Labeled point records
--- begin ---
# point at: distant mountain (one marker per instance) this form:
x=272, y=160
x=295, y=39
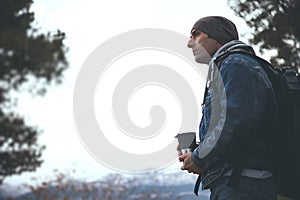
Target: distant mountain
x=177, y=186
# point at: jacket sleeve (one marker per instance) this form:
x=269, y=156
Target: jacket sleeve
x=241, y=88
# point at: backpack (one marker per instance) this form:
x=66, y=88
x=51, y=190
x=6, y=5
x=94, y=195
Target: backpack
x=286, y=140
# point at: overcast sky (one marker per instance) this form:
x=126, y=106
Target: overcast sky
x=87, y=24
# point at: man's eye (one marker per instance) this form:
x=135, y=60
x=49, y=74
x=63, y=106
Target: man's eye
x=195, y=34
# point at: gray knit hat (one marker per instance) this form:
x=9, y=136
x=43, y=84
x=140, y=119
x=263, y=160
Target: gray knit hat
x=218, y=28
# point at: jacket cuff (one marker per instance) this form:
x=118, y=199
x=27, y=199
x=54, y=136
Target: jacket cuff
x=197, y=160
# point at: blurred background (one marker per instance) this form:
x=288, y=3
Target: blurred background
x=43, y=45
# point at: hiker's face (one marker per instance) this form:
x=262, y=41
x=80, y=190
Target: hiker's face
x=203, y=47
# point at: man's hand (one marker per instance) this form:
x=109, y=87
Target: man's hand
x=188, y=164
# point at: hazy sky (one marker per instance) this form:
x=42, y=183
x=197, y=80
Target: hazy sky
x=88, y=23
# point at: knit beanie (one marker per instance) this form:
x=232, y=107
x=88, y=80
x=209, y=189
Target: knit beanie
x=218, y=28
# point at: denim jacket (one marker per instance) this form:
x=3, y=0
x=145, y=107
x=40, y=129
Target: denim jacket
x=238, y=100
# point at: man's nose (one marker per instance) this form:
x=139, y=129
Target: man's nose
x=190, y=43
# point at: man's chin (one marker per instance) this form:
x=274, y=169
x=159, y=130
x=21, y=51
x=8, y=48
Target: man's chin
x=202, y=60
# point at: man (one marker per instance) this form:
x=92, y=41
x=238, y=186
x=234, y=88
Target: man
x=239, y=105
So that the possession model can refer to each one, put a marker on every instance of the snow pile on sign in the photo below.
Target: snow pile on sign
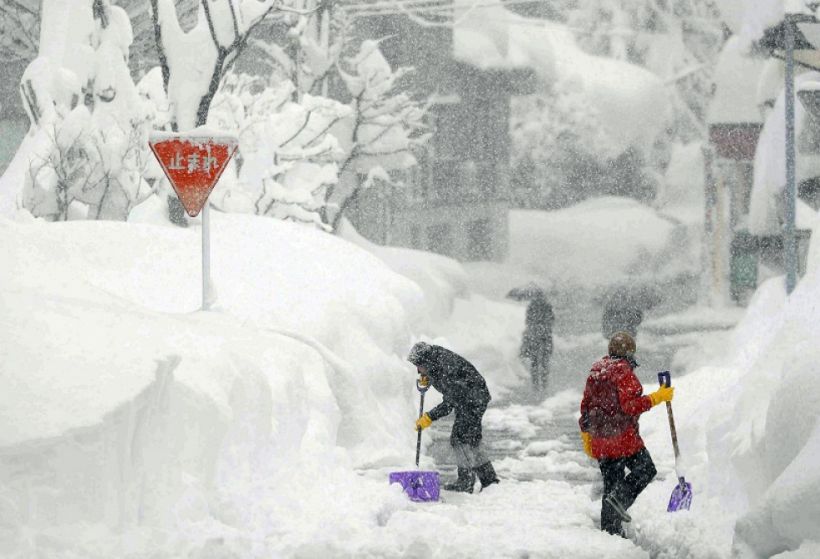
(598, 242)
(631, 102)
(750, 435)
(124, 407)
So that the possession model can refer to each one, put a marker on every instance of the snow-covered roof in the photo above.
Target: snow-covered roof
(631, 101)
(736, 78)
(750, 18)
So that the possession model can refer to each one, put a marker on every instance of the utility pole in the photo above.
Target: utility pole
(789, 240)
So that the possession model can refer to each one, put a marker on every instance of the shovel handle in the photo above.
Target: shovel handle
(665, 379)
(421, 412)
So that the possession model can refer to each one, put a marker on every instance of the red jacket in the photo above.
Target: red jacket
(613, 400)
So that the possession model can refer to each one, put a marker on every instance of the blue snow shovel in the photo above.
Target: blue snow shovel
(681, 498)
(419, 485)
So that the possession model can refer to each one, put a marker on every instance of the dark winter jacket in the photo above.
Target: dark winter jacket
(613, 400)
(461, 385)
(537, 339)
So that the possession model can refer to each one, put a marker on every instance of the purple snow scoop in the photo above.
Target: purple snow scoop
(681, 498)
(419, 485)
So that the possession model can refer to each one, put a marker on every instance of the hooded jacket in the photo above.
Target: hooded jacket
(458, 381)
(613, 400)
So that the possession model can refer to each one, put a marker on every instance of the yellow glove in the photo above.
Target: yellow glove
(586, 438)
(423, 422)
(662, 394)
--- end ---
--- begin ---
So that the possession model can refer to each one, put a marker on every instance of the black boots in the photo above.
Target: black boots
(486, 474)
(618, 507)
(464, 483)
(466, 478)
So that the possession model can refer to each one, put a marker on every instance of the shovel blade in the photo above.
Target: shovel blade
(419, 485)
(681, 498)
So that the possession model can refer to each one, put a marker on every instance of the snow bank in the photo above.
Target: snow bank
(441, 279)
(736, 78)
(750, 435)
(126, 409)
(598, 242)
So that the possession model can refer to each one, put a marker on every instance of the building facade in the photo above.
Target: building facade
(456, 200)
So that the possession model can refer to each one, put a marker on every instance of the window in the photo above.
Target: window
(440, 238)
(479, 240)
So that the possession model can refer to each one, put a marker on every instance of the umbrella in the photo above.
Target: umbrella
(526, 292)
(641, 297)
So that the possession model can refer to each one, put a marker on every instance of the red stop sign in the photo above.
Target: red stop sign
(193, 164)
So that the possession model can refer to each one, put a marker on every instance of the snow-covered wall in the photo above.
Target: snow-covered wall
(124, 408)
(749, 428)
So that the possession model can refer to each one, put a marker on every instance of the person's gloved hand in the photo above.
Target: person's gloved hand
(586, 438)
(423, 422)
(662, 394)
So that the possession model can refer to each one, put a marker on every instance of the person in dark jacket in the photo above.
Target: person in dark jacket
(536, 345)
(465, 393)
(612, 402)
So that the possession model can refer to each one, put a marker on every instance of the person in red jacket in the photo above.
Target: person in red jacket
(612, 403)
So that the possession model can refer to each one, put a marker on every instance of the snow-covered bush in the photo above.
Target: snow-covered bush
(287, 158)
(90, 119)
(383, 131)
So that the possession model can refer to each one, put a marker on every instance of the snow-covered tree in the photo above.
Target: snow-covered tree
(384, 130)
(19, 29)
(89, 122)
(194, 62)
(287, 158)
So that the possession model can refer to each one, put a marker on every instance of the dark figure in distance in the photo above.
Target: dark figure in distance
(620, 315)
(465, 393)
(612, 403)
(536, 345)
--- end ---
TASK DIRECTIONS: List every line in the data above that contains the string "wall", copying each one in full.

REPLY:
So that the possession model can refer to each one, put a marker on every instance of the snow-covered wall in the photo above.
Target: snow-covered wall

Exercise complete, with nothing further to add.